_Stated goal_
Please pull out every line in the records below that contains the string "cabin", matching case, and copy each one in full.

━━━━━ Given entries ━━━━━

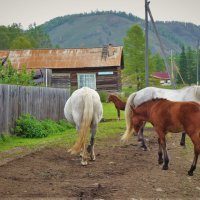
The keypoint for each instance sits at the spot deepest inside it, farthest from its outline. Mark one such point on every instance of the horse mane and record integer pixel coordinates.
(116, 97)
(155, 99)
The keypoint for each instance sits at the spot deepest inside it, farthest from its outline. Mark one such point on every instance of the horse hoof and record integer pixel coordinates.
(83, 163)
(165, 167)
(144, 147)
(190, 173)
(92, 159)
(160, 161)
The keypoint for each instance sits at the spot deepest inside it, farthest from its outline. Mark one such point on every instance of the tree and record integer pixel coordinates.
(21, 42)
(134, 46)
(9, 75)
(183, 67)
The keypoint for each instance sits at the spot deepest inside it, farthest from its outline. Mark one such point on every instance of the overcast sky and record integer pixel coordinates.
(27, 12)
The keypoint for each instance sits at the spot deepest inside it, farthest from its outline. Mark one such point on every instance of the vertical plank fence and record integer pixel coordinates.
(40, 102)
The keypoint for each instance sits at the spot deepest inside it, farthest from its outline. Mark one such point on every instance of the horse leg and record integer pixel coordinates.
(162, 142)
(160, 158)
(90, 147)
(141, 137)
(196, 142)
(118, 114)
(182, 142)
(84, 156)
(193, 166)
(83, 153)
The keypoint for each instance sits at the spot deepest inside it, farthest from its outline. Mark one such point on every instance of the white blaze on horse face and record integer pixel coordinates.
(191, 93)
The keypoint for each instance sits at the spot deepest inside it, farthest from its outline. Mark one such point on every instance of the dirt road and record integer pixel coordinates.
(119, 172)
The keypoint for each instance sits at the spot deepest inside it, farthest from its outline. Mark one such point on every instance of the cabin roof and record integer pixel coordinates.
(161, 75)
(65, 58)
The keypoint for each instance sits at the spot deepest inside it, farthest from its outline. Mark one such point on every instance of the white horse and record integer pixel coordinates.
(84, 110)
(190, 93)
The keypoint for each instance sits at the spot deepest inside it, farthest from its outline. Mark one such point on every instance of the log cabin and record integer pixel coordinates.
(98, 68)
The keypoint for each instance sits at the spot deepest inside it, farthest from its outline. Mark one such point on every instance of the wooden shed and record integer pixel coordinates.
(97, 68)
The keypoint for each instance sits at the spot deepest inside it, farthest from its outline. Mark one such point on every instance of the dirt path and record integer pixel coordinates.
(119, 172)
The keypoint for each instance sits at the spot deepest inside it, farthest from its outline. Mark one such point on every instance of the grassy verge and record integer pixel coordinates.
(105, 129)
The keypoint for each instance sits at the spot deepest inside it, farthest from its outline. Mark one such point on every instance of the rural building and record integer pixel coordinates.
(164, 77)
(97, 68)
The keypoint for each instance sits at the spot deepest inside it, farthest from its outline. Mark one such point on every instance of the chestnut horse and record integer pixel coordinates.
(190, 93)
(84, 109)
(168, 116)
(119, 104)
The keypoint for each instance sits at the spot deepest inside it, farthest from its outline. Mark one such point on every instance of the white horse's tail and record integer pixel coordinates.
(85, 124)
(128, 117)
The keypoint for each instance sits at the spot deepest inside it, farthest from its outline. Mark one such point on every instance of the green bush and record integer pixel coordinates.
(103, 96)
(29, 127)
(65, 125)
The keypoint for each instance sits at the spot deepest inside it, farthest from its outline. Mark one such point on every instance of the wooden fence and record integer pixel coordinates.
(40, 102)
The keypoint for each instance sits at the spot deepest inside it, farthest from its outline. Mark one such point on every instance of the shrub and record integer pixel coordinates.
(103, 96)
(29, 127)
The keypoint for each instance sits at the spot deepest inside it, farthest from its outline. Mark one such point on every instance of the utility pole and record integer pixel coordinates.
(198, 62)
(146, 44)
(160, 43)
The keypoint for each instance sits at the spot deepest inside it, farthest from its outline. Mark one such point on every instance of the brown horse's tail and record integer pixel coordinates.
(85, 124)
(128, 117)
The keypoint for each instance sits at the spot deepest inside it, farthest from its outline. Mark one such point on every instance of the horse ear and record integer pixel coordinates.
(133, 110)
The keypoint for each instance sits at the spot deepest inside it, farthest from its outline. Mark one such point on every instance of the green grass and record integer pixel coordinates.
(105, 129)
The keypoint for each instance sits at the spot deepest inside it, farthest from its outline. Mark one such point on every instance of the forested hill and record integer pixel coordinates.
(100, 28)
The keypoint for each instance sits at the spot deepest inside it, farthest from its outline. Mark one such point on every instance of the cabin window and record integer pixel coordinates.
(88, 80)
(105, 73)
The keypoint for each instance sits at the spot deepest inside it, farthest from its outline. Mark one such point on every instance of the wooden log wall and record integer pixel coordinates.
(40, 102)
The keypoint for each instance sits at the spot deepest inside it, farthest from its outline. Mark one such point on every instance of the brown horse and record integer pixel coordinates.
(168, 116)
(119, 104)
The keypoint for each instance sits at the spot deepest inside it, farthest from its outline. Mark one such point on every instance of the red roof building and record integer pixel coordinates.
(163, 76)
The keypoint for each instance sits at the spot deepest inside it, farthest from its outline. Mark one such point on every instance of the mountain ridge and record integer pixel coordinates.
(101, 28)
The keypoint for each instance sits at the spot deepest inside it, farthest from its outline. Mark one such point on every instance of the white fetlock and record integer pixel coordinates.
(83, 162)
(93, 158)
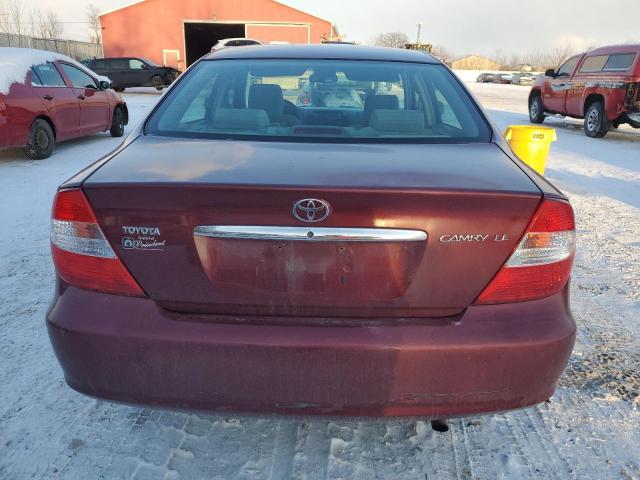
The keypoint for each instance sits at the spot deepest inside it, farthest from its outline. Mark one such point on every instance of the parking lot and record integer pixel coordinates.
(589, 429)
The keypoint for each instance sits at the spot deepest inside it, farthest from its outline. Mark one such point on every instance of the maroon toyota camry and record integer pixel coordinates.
(374, 249)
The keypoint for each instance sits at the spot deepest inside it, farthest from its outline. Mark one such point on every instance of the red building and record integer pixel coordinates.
(177, 33)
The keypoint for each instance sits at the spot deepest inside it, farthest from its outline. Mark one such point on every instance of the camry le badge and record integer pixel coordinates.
(311, 210)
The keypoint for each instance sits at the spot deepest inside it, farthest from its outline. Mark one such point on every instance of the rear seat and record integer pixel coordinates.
(397, 120)
(244, 119)
(379, 102)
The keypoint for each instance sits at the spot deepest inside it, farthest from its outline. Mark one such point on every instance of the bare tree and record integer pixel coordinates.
(93, 17)
(5, 23)
(391, 39)
(561, 53)
(50, 26)
(442, 53)
(15, 14)
(35, 19)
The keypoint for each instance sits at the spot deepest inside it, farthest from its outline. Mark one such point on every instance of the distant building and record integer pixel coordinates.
(474, 62)
(177, 33)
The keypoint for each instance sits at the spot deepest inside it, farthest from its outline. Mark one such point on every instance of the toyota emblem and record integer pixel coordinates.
(311, 210)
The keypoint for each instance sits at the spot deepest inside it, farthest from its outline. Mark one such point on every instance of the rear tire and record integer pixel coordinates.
(596, 123)
(40, 141)
(536, 110)
(117, 123)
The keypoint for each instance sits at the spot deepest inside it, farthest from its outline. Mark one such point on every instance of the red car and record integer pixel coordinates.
(240, 253)
(52, 99)
(602, 86)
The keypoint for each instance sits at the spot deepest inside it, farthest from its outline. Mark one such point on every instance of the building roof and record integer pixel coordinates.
(467, 57)
(135, 2)
(327, 51)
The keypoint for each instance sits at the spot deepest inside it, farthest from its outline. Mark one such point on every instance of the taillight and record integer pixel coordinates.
(541, 263)
(81, 253)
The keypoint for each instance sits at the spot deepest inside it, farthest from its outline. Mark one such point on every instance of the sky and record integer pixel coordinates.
(483, 27)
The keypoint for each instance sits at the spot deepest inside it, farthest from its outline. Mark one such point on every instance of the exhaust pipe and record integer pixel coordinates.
(440, 426)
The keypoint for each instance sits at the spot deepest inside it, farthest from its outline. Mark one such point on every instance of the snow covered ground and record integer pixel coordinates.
(589, 430)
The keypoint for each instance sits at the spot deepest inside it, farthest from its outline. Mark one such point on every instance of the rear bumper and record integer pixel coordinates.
(496, 358)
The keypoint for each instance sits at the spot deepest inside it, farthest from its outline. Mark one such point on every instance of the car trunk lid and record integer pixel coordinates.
(413, 230)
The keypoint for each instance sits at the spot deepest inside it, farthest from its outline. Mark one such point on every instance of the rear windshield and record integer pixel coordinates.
(316, 100)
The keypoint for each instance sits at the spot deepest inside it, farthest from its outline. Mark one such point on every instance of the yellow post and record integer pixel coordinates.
(531, 144)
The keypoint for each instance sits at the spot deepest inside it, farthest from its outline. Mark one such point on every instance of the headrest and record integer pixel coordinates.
(385, 102)
(397, 120)
(267, 97)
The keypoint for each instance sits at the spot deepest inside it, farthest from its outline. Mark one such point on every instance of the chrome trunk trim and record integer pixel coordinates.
(306, 234)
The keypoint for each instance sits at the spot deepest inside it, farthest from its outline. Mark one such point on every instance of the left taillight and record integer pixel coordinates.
(541, 264)
(81, 253)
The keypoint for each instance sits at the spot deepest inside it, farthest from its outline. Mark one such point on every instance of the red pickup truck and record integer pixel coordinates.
(602, 86)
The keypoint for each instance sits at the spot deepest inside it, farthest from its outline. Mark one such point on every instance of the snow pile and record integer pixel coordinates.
(16, 62)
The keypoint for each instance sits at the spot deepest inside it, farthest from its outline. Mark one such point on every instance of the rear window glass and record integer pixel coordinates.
(46, 75)
(77, 77)
(119, 64)
(320, 100)
(620, 62)
(608, 63)
(594, 64)
(98, 64)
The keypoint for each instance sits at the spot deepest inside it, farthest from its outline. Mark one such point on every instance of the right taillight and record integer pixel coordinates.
(541, 263)
(81, 253)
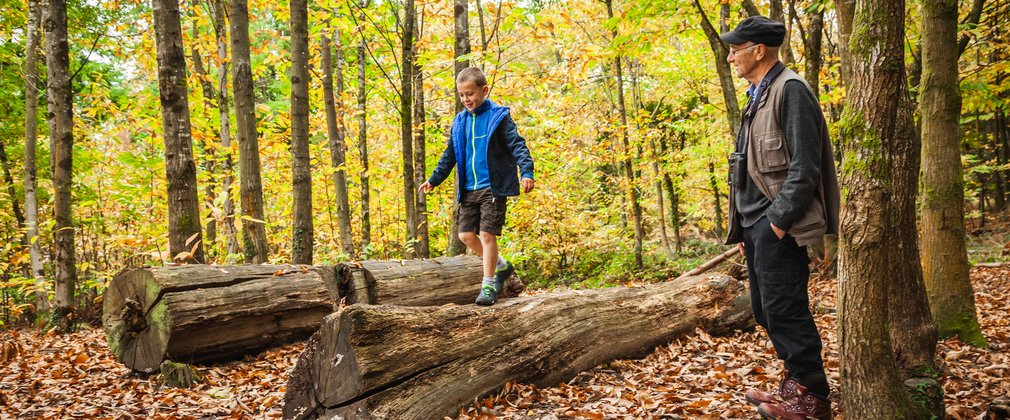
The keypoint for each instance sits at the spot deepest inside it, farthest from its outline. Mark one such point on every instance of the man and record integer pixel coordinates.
(784, 197)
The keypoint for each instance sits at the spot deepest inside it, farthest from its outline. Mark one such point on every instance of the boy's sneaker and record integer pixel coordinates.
(502, 275)
(488, 296)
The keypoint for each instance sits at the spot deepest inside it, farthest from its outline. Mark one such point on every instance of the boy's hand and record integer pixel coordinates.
(424, 188)
(527, 185)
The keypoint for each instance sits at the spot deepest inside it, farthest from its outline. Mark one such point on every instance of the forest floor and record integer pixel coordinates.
(698, 376)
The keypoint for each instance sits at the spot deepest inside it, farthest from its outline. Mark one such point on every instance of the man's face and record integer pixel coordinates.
(744, 58)
(471, 95)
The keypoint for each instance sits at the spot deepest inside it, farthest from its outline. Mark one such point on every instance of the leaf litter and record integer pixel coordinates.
(696, 376)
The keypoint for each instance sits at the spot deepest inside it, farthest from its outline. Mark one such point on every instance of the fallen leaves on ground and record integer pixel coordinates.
(697, 376)
(702, 377)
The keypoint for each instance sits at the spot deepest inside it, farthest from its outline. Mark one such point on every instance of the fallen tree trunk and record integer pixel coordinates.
(417, 282)
(198, 313)
(410, 362)
(203, 313)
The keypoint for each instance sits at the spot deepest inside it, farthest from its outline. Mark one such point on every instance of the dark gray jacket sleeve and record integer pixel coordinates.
(798, 118)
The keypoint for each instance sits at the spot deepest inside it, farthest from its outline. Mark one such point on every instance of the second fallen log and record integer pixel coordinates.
(413, 362)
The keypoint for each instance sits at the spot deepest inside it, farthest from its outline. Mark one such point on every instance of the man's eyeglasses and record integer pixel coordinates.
(733, 53)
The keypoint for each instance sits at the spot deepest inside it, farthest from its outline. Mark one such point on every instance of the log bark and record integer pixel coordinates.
(199, 313)
(409, 362)
(416, 282)
(204, 313)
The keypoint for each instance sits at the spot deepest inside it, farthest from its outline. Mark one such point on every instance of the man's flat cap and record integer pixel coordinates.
(756, 29)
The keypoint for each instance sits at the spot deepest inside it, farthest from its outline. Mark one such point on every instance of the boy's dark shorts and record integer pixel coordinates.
(482, 212)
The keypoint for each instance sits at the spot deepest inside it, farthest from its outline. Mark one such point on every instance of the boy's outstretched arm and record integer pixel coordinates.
(520, 152)
(442, 170)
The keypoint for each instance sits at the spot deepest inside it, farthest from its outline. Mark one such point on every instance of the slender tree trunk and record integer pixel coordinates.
(184, 203)
(210, 231)
(845, 9)
(871, 220)
(301, 169)
(813, 46)
(720, 50)
(629, 173)
(944, 252)
(363, 145)
(661, 207)
(337, 135)
(61, 106)
(461, 47)
(250, 185)
(11, 190)
(421, 247)
(913, 333)
(675, 200)
(221, 33)
(406, 123)
(30, 139)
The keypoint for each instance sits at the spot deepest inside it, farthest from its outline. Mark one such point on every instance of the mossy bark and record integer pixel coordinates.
(878, 251)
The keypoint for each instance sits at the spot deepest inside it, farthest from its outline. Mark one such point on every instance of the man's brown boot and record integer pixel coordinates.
(803, 406)
(785, 392)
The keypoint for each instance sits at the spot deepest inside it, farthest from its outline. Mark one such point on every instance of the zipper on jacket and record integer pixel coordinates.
(473, 144)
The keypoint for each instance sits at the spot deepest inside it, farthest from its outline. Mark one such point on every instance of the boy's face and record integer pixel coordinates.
(471, 95)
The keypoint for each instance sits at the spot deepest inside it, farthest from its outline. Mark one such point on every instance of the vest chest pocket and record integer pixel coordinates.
(773, 155)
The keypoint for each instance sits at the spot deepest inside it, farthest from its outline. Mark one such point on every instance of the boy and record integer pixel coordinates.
(485, 147)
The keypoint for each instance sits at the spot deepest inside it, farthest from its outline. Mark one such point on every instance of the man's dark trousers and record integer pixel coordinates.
(779, 272)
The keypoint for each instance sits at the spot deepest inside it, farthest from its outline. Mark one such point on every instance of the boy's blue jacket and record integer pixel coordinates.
(506, 149)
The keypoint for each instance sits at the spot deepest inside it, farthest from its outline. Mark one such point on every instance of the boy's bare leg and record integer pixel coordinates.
(490, 243)
(473, 242)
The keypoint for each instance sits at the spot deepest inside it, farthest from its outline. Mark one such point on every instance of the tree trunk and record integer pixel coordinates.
(422, 248)
(416, 282)
(626, 162)
(220, 30)
(250, 185)
(363, 144)
(301, 169)
(845, 10)
(913, 333)
(354, 368)
(337, 135)
(675, 199)
(944, 252)
(61, 105)
(813, 53)
(210, 230)
(461, 47)
(30, 139)
(872, 216)
(661, 205)
(201, 313)
(406, 123)
(720, 50)
(184, 204)
(11, 190)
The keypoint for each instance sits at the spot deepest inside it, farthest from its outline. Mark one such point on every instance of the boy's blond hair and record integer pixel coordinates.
(472, 74)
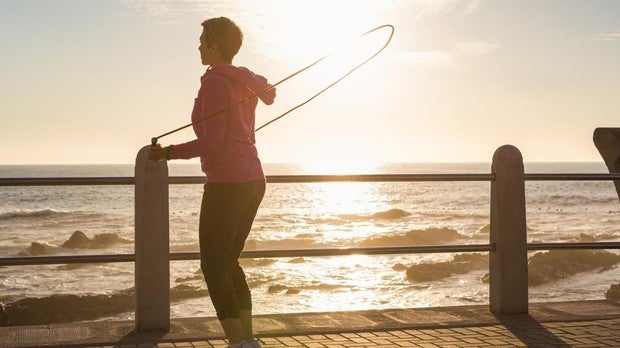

━━━━━

_The solution_
The keypoint for each instance sits at the spot deepest inside it, farthest from its outline. Mark one such point on every instance of the cabin roof and record integer pixel coordinates.
The keypoint for each instance sits at the spot deepest inside it, farthest from its outline. Mark one such point on every instance of the log cabin and record integer pixel coordinates.
The keypoint for each instance sits at the spot deepest inside it, farthest from its outline. Mark one such point on every instance of the cabin window and record integer pixel coordinates.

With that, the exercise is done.